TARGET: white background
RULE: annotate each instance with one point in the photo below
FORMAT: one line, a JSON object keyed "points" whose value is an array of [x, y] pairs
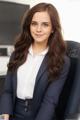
{"points": [[69, 15]]}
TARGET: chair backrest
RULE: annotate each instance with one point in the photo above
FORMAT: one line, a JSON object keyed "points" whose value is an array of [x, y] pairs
{"points": [[69, 102]]}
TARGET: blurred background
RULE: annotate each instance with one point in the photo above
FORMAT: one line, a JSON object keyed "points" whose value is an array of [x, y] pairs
{"points": [[11, 13]]}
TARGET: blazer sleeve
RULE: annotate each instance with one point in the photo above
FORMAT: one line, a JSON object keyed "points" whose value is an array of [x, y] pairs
{"points": [[6, 105], [50, 100]]}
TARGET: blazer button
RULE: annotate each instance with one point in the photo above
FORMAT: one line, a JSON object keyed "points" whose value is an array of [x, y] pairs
{"points": [[26, 109]]}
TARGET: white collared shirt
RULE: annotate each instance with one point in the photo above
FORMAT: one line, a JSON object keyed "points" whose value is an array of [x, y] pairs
{"points": [[26, 74]]}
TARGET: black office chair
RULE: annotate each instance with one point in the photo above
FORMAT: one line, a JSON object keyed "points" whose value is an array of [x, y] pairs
{"points": [[68, 107]]}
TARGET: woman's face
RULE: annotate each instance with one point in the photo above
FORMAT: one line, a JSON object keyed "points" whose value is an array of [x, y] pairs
{"points": [[41, 27]]}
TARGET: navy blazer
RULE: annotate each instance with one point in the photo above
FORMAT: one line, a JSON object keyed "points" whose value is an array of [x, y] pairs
{"points": [[45, 97]]}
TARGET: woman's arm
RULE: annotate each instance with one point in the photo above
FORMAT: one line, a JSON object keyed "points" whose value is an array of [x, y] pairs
{"points": [[50, 100]]}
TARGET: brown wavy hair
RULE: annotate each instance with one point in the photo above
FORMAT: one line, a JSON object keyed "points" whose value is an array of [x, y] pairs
{"points": [[57, 47]]}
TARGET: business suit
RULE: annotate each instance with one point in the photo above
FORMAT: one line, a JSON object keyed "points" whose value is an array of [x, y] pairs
{"points": [[45, 97]]}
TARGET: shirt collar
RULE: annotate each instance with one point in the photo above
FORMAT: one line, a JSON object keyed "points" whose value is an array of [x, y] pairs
{"points": [[43, 53]]}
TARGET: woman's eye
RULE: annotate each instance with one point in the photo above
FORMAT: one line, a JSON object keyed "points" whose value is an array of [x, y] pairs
{"points": [[45, 25], [33, 23]]}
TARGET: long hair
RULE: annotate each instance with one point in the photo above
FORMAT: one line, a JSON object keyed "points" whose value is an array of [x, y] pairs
{"points": [[56, 43]]}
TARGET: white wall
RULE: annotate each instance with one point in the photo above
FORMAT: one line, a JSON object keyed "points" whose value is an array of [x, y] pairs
{"points": [[69, 15]]}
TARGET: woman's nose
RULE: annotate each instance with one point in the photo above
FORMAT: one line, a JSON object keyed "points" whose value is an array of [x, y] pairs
{"points": [[39, 28]]}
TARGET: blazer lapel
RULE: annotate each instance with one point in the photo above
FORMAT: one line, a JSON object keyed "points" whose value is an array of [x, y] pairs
{"points": [[42, 69]]}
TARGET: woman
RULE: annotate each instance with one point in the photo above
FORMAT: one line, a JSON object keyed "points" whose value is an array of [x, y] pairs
{"points": [[38, 67]]}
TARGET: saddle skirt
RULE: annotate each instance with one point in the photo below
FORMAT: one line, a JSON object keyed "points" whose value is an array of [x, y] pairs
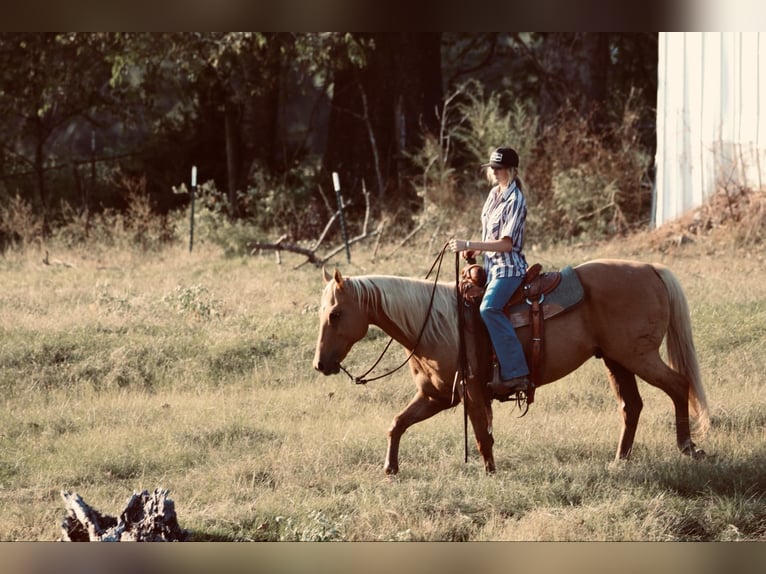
{"points": [[556, 291]]}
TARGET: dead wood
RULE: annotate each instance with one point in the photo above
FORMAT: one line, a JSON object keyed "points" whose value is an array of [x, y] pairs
{"points": [[146, 518], [311, 252]]}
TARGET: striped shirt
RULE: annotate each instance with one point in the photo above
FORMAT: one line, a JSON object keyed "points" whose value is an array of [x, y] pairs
{"points": [[503, 215]]}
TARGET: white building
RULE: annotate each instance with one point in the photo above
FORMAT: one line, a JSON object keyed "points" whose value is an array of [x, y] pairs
{"points": [[711, 118]]}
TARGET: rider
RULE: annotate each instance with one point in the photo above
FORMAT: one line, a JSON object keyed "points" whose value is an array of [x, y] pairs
{"points": [[503, 218]]}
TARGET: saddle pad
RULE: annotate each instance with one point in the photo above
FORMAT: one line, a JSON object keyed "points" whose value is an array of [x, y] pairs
{"points": [[568, 293]]}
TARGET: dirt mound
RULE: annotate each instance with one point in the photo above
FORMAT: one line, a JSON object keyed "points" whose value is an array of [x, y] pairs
{"points": [[737, 219]]}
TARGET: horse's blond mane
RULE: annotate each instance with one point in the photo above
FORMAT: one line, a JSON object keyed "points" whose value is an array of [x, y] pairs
{"points": [[405, 302]]}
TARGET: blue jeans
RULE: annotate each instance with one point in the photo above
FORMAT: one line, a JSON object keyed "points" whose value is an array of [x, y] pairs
{"points": [[508, 349]]}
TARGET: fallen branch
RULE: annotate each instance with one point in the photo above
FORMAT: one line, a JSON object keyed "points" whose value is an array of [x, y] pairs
{"points": [[281, 245], [310, 252], [146, 518]]}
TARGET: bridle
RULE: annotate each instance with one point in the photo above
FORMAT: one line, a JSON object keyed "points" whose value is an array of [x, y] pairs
{"points": [[362, 379]]}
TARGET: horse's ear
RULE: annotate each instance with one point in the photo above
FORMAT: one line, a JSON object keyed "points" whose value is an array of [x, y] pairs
{"points": [[338, 278]]}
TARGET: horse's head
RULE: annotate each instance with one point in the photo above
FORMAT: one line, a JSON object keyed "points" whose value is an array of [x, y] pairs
{"points": [[342, 322]]}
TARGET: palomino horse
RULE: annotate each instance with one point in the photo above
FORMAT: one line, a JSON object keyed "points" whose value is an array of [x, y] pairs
{"points": [[627, 310]]}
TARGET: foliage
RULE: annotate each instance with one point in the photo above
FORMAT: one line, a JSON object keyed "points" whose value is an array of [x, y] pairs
{"points": [[110, 384]]}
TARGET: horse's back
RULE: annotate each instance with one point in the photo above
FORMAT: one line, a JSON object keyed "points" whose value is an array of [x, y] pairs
{"points": [[628, 304]]}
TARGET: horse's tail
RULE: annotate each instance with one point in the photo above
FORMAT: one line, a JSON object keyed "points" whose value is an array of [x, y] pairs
{"points": [[682, 355]]}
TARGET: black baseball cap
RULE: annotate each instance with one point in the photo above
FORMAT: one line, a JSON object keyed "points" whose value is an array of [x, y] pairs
{"points": [[503, 157]]}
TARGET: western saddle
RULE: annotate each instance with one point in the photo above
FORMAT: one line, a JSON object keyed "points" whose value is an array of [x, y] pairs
{"points": [[532, 290]]}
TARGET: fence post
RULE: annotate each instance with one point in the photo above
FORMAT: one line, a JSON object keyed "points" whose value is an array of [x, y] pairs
{"points": [[336, 185], [191, 215]]}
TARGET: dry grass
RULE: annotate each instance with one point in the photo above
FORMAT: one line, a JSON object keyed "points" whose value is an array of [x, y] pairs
{"points": [[125, 371]]}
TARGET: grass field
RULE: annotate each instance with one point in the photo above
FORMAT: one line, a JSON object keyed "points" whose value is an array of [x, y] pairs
{"points": [[125, 371]]}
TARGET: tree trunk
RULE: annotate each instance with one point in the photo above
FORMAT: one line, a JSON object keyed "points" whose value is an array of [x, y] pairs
{"points": [[576, 66], [385, 105], [232, 159], [145, 518]]}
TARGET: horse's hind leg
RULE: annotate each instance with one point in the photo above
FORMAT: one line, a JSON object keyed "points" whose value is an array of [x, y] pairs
{"points": [[623, 383], [420, 408], [655, 372]]}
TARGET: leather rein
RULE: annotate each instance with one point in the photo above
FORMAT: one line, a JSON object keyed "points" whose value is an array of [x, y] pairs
{"points": [[362, 379]]}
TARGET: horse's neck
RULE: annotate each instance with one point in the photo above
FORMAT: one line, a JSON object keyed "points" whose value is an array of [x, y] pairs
{"points": [[390, 317]]}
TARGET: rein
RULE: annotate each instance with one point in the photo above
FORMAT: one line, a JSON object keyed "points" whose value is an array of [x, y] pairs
{"points": [[361, 379]]}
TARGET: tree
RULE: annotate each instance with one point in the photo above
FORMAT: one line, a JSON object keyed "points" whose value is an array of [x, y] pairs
{"points": [[48, 83], [380, 111]]}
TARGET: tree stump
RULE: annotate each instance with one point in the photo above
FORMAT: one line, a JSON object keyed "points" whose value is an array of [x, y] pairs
{"points": [[146, 518]]}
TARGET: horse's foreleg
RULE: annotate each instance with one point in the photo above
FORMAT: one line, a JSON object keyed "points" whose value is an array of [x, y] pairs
{"points": [[623, 383], [420, 408], [479, 408]]}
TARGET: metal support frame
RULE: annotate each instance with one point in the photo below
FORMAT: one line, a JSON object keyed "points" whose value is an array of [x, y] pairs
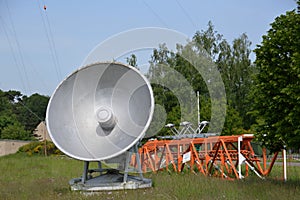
{"points": [[112, 179], [221, 156]]}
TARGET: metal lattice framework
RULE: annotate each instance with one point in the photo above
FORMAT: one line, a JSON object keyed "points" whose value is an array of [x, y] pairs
{"points": [[228, 157]]}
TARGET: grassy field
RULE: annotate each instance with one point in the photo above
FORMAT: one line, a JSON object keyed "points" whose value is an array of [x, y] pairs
{"points": [[24, 177]]}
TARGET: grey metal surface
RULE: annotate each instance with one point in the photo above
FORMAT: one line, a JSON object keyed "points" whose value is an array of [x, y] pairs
{"points": [[100, 111]]}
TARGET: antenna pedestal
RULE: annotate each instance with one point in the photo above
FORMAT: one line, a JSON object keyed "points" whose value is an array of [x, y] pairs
{"points": [[111, 179]]}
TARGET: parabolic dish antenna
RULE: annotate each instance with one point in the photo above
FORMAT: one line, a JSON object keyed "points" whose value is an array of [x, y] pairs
{"points": [[100, 111]]}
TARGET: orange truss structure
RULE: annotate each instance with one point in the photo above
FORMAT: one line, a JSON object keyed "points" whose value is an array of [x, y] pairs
{"points": [[228, 157]]}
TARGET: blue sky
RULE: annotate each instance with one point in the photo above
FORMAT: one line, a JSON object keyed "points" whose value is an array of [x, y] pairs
{"points": [[40, 48]]}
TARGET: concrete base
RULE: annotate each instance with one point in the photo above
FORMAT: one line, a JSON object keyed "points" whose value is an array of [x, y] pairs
{"points": [[110, 181]]}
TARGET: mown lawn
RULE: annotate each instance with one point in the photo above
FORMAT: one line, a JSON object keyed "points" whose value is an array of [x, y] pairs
{"points": [[37, 177]]}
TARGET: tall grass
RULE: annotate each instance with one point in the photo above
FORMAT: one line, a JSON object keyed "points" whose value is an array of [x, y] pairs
{"points": [[36, 177]]}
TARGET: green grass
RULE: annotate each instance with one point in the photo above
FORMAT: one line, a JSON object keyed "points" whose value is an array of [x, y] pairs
{"points": [[37, 177]]}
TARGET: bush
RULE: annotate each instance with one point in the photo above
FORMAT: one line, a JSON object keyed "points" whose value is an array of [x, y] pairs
{"points": [[38, 148]]}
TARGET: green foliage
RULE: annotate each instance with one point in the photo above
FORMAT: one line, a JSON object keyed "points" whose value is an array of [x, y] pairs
{"points": [[276, 93], [192, 64], [40, 148], [19, 114]]}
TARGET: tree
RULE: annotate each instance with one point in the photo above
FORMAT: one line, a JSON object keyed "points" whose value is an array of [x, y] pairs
{"points": [[132, 61], [19, 114], [32, 110], [277, 91], [237, 71]]}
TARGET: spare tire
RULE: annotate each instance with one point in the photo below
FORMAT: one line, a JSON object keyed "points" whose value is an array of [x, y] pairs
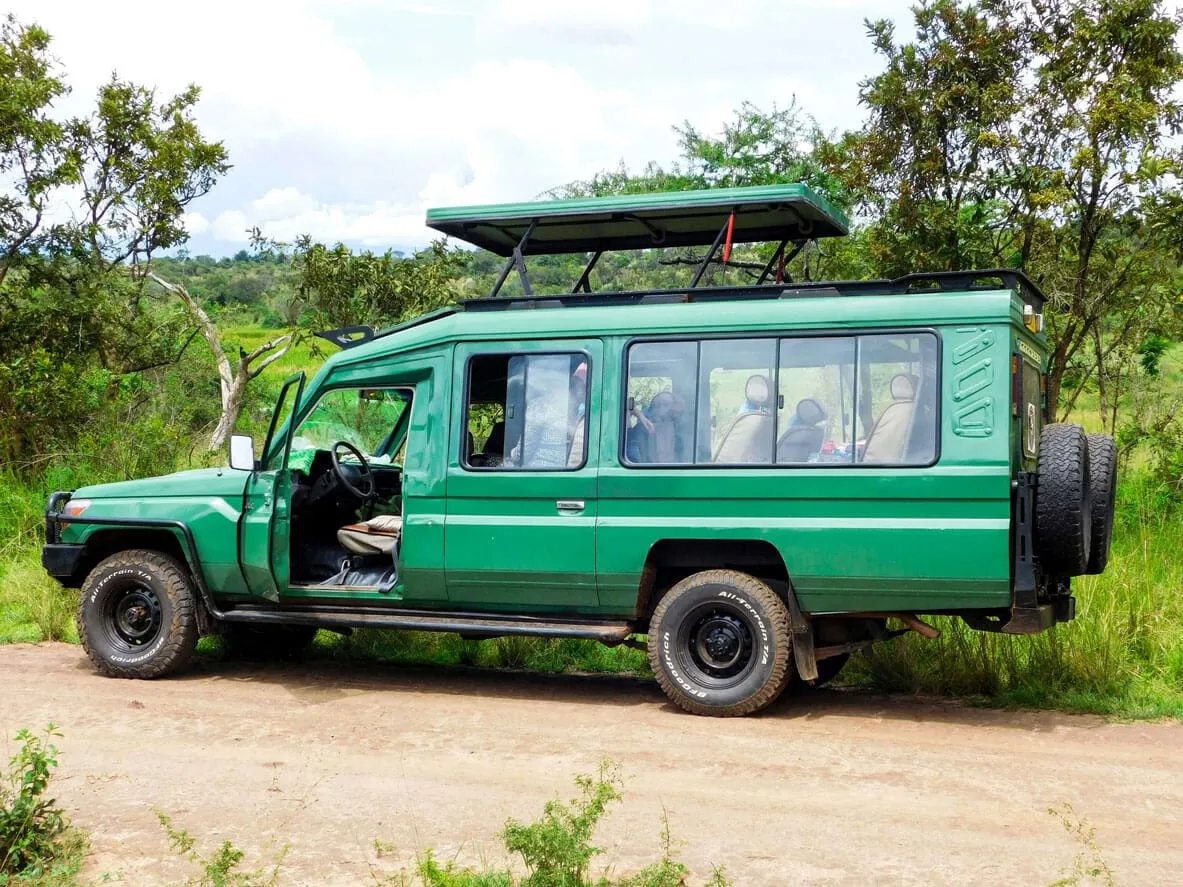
{"points": [[1064, 520], [1103, 486]]}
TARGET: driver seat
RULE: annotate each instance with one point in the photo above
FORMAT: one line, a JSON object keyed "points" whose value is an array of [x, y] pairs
{"points": [[377, 536]]}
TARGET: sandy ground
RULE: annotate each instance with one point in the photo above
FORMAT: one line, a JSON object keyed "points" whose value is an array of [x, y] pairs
{"points": [[831, 788]]}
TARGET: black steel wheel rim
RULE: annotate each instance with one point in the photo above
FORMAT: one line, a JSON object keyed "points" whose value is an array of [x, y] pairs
{"points": [[717, 645], [134, 617]]}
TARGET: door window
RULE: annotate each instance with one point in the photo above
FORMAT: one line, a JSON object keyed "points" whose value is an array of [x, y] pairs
{"points": [[527, 412]]}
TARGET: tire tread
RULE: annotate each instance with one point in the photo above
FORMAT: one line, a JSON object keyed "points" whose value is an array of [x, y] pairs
{"points": [[779, 616]]}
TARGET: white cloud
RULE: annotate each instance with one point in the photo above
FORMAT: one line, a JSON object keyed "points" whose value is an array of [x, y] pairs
{"points": [[195, 224], [347, 120], [232, 227]]}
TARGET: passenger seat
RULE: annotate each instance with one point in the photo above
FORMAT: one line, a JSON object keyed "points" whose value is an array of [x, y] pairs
{"points": [[749, 438], [889, 436]]}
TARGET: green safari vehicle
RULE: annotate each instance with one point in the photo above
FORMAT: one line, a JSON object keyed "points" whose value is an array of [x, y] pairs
{"points": [[762, 478]]}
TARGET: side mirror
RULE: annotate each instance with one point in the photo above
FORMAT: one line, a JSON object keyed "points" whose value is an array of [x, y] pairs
{"points": [[241, 452]]}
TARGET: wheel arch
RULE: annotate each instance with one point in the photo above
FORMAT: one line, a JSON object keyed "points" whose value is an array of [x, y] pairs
{"points": [[108, 541], [670, 561]]}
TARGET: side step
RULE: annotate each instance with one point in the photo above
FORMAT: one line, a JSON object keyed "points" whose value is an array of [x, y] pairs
{"points": [[478, 625]]}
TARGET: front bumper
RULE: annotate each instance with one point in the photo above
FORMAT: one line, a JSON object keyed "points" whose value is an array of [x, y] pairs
{"points": [[62, 561]]}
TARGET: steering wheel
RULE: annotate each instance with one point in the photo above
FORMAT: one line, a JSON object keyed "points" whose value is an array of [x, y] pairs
{"points": [[364, 473]]}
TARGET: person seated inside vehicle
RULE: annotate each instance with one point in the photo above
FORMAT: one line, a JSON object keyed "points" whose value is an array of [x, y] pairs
{"points": [[652, 435], [802, 440], [889, 435], [749, 436]]}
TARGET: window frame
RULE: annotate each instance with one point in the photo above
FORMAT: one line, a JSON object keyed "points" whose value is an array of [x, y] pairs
{"points": [[461, 458], [777, 336], [388, 440]]}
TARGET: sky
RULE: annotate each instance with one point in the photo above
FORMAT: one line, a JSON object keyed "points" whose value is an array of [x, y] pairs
{"points": [[347, 120]]}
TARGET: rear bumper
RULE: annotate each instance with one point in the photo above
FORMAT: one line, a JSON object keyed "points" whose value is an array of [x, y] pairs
{"points": [[62, 561]]}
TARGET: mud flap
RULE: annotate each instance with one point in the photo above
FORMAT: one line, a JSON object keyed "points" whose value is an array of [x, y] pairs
{"points": [[802, 640]]}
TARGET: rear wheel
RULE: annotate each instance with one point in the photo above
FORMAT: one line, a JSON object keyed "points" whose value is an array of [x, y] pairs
{"points": [[719, 643], [1103, 485], [137, 615], [1064, 520]]}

= Set problem =
Starting at the line that contains "TARGET: side mirror", write out every line to the end of the entries, exactly as given.

= Answer below =
TARGET: side mirror
RULE: annotate each instance with one point in the photo above
FORMAT: one line, a JSON object keyed "points" whose value is an array of [x, y] pairs
{"points": [[241, 452]]}
TARGET: wheel arch
RULE: annotate each instance with one point in the photo above
FORMAT: one line, a JSON object keyed "points" whose value is an array of [x, y] pairs
{"points": [[108, 541], [670, 561]]}
TARGET: side step
RULE: annotate each instance with one point in the photo above
FORMAT: one line, a JSON object keyed "points" whose value is an array of [x, y] pairs
{"points": [[478, 625]]}
TARGET: front bumper
RULE: annotate each instance with one point in the photo above
FORMAT: one line, a JSON object keyed "points" whose value is an array of [x, y] pairs
{"points": [[62, 561]]}
TARGET: steering wheel
RULE: annotate each instance with one point in the photo above
FORMAT: one line, a JSON object keyed "points" whose value is an array of [x, y] pairs
{"points": [[364, 473]]}
TARGET: person seated inside vehicle
RULE: annotate each instance with one point in the photo above
FORMAT: one line, a JSON object keyed "points" whose value is an array of [x, y] pairs
{"points": [[652, 435], [802, 440], [889, 435], [749, 436]]}
TARGET: window frame
RULE: annotate each instance with one point in the photo above
FORMAT: one line, a JSON object keyed "points" whose value is an array of [x, y] pairs
{"points": [[461, 458], [777, 336], [388, 440]]}
TARGET: sky
RULE: annotate each instance with one point in the photo above
FORMAT: one line, a JSON object keyed "points" whose value is an array of [x, y] pairs
{"points": [[347, 120]]}
TARGET: rear bumper
RULE: annotate each instance with one point in the photo above
FORMAT: one line, a JSON object keyed "points" whose value is an array of [x, y] pairs
{"points": [[62, 561]]}
TARGET: mud flap
RULE: annotate each instance with one point in the photo above
FORMAT: one line, a JSON object keyed "points" whose value is an array of [x, y] pairs
{"points": [[802, 640]]}
TARGET: rear wheel
RULE: annotate each instance with one point in the photo above
FORMAT: one line, a JSON object keyed "points" whose value is an array of [x, y] pairs
{"points": [[719, 643], [1103, 485], [137, 615], [1064, 520]]}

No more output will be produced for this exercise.